> _YOUR TASK_: Please set down the entire listing exactly.

> _TASK DATA_:

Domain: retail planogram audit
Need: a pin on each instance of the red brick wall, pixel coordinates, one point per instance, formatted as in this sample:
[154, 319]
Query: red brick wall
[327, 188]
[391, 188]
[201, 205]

> _PROBLEM SOLUTION_:
Domain: retail planogram audit
Need: a pin on each instance of the red brick wall, pixel coordinates, one point per instance, formatted as in this sample:
[154, 319]
Query: red brick wall
[327, 188]
[391, 188]
[201, 205]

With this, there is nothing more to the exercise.